--- EXTRAIT DU TEXTE ---
----------

Ne minimisons pas l’action de la délégation aux outre-mer, qui réalise un travail important. Toutefois, la vie chère outre-mer représente un enjeu très vaste, qui concerne la France tout entière.

Le groupe Socialistes et apparentés a choisi d’examiner cette proposition de résolution dans le cadre de sa niche parlementaire, alors que les propositions de loi et de résolution étaient nombreuses. Le groupe a écarté d’autres thèmes éminemment politiques et a placé l’examen de ce texte en deuxième position dans l’ordre du jour, preuve de sa volonté de le faire adopter. Sa discussion dans l’hémicycle lui donnera une force particulière et enverra un message important. Ne réduisez pas à une question de moyens internes un problème qui met en jeu des vies humaines et peut déboucher sur le chaos social ; c’est de solidarité, d’éthique et de valeur qu’il s’agit ici.

Les enquêtes statistiques que vous avez évoquées ne sont qu’une dimension du sujet. La commission d’enquête parlementaire est l’outil le plus puissant à notre disposition : elle ne se contentera pas de recueillir des données sur les prix, elle développera une analyse plus globale. J’ai évoqué les quatre aspects principaux du sujet : les inégalités de revenu et de niveau de vie ; l’inflation ; le sous-financement structurel et conjoncturel des collectivités territoriales ultramarines ; le désengagement financier historique de l’État, à cause duquel les collectivités sont contraintes d’augmenter les impôts, donc de diminuer le pouvoir d’achat des habitants. Les travaux conduits ces dernières années, pour importants qu’ils fussent, avaient un champ plus limité et ne portaient que sur une période donnée – la dernière étude, datant de 2020, est totalement dépassée. Nous avons besoin d’une analyse globale et approfondie offrant une synthèse du cocktail détonnant que représente la vie chère dans nos territoires.

----------

--- CONSIGNE 1 ---
Répondez aux questions suivantes sur l'extrait consacré à la vie chère outre-mer.
(a) Quel groupe a choisi d'examiner la proposition de résolution dans le cadre de sa niche parlementaire ?
(b) À quelle place de l'ordre du jour l'examen de ce texte a-t-il été mis ?
(c) De quelle année date la dernière étude mentionnée ?
--- CONSIGNE 2 ---
Poursuivez l'extrait sur la vie chère outre-mer à partir de sa dernière phrase.

--- DONNÉES FOURNIES ---

----------

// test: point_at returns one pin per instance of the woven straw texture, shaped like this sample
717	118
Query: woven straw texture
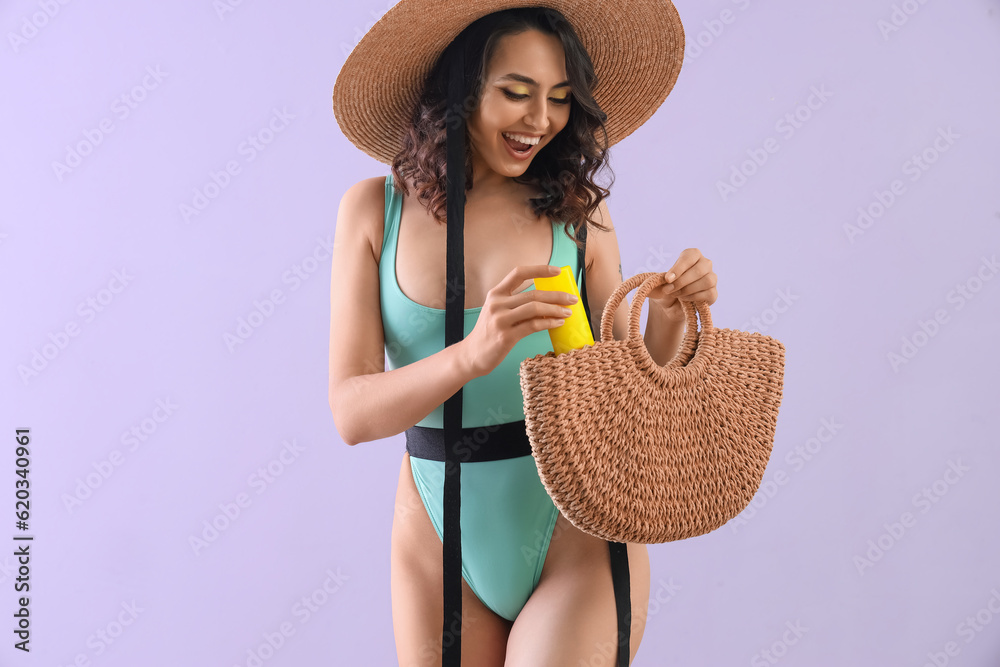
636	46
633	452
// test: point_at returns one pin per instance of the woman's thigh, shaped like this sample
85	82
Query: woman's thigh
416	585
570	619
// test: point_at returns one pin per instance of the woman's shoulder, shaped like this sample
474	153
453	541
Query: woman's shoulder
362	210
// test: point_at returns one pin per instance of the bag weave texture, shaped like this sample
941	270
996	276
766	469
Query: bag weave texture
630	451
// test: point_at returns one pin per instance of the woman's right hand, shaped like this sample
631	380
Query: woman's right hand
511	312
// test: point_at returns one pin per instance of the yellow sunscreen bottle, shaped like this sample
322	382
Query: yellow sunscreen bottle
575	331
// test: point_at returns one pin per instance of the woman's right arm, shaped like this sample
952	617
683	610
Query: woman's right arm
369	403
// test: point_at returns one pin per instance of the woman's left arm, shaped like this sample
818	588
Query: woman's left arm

----------

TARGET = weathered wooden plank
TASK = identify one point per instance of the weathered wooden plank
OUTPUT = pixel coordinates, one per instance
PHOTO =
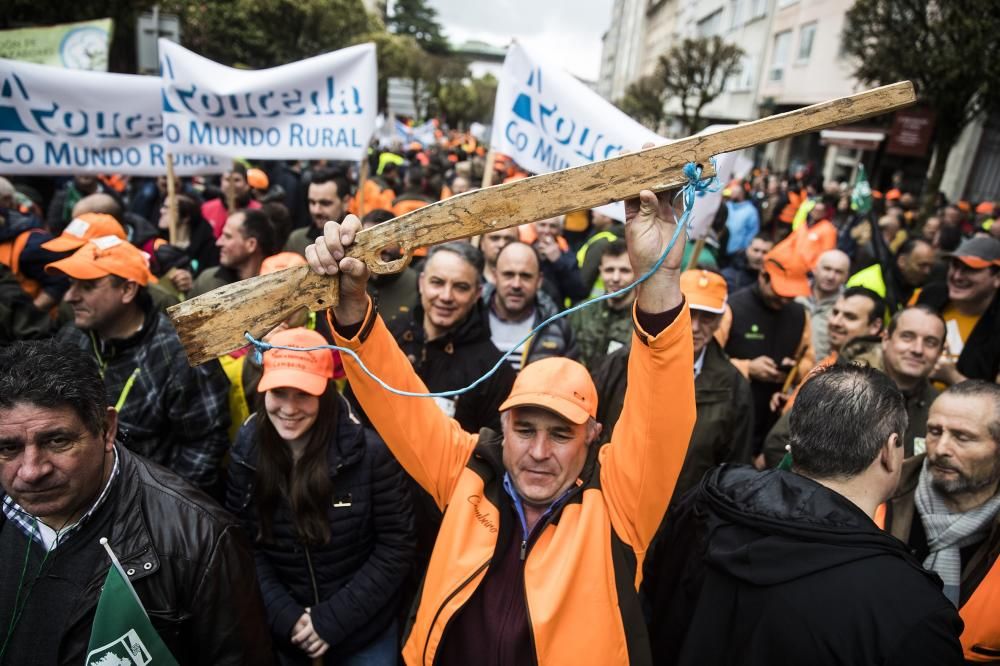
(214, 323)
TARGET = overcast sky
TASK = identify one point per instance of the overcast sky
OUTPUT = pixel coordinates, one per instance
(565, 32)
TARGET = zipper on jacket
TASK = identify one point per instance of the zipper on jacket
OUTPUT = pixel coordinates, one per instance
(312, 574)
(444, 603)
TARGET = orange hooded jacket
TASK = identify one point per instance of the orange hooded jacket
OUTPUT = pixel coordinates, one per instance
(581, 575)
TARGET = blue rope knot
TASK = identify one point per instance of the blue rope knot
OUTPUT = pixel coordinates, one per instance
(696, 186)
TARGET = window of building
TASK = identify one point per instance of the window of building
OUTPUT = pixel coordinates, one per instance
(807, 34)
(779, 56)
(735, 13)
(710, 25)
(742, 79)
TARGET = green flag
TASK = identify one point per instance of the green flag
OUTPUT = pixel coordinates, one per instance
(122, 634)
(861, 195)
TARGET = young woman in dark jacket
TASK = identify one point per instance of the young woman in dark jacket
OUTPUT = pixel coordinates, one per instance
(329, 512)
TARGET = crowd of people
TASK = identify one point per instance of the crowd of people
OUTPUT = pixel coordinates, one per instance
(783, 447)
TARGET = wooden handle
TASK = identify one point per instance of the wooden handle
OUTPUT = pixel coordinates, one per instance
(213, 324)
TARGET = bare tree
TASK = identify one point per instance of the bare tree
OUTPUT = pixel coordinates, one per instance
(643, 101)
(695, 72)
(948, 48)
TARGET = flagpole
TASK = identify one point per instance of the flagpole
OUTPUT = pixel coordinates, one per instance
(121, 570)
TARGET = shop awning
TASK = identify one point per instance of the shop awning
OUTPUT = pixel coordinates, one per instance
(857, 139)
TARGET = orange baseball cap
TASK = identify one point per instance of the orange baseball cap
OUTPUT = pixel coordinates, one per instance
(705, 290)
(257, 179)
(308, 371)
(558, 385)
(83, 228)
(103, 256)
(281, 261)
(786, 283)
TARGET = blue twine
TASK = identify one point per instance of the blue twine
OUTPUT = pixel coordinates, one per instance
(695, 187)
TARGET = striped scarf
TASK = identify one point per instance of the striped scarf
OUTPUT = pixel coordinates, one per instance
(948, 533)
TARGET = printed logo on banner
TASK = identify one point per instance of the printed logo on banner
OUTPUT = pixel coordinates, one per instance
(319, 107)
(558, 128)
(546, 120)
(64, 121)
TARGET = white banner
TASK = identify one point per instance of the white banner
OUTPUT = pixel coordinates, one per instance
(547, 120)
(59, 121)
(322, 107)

----------

--- RÉSULTAT 1 ---
(a) Le groupe Socialistes et apparentés.
(b) En deuxième position.
(c) De 2020.

--- RÉSULTAT 2 ---
L’objectif est que tous les groupes de l’Assemblée, de la majorité comme des oppositions, disposent d’outils d’aide à la décision adaptés et actualisés, afin d’améliorer les politiques publiques outre-mer.

Je regrette que sur un sujet éminemment politique, on parle de moyens. S’il est de votre liberté d’évoquer cette question, ce choix pourrait être mal perçu. Une telle posture n’est pas à la hauteur de l’enjeu auquel font face les territoires et les peuples que nous représentons.

M. le président Guillaume Kasbarian. Plus que ma liberté, c’est mon devoir d’évoquer ce problème – même si ce n’est pas populaire.

 

 

Article unique

 

 

Amendement CE1 de M. Jean-Hugues Ratenon

Mme Sophia Chikirou (LFI-NUPES). Cet amendement, dont mes collègues ultramarins Jean-Hugues Ratenon, Perceval Gaillard et Jean-Philippe Nilor sont les auteurs, tend à élargir le champ de la commission d’enquête. Nous souhaitons que le rapport de la commission ne s’en tienne pas à un constat mais qu’il formule des propositions pour en finir avec la vie chère.

Il s’agit de donner de la force et du poids aux préconisations de la commission d’enquête. Celle-ci ne doit pas donner lieu à une énième analyse agrémentée de suggestions non suivies d’effets, elle doit, en élaborant des solutions prêtes à être déployées, déboucher sur un véritable plan d’action pour les outre-mer.

M. Johnny Hajjar, rapporteur. L’amendement est satisfait. Comme je l’ai expliqué, se contenter d’établir un diagnostic n’aurait politiquement pas de sens. D’ailleurs, tous les rapports des commissions d’enquête comportent une partie finale destinée à ouvrir des pistes à même de remédier aux problèmes diagnostiqués dans la première partie. Il faudra avancer des solutions et émettre des préconisations de fond, assises sur une vision globale qui débouche, comme vous l’avez dit, sur un plan contenant des réponses de court, moyen et long termes.

Toutefois, comme je souhaite que le champ d’investigation soit large, j’émettrai un avis favorable sur l’amendement.

La commission adopte l’amendement.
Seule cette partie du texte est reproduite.